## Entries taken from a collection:
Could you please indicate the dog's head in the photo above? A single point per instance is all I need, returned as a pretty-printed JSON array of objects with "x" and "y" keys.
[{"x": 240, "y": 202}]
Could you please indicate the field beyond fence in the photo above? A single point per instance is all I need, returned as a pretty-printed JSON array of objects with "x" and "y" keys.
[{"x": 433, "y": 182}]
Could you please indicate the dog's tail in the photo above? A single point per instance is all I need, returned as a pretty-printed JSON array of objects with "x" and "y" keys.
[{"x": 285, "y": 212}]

## Required action:
Reproduce each record exactly, leaving nothing out.

## Result for this task:
Could you please indicate the dog's head in the photo above? A single point per instance is all I need, returned as a pretty-printed JSON array of objects with "x" and "y" keys.
[{"x": 240, "y": 202}]
Could you please indicate the field beyond fence in the photo above? A single point per instance is all I need, returned as a pretty-printed JSON array of objects with "x" and "y" keys.
[{"x": 433, "y": 182}]
Could you please indicate the dog's tail in the photo above? A single point per instance is all I need, returned as a pretty-printed JSON array of objects with "x" and "y" keys.
[{"x": 285, "y": 212}]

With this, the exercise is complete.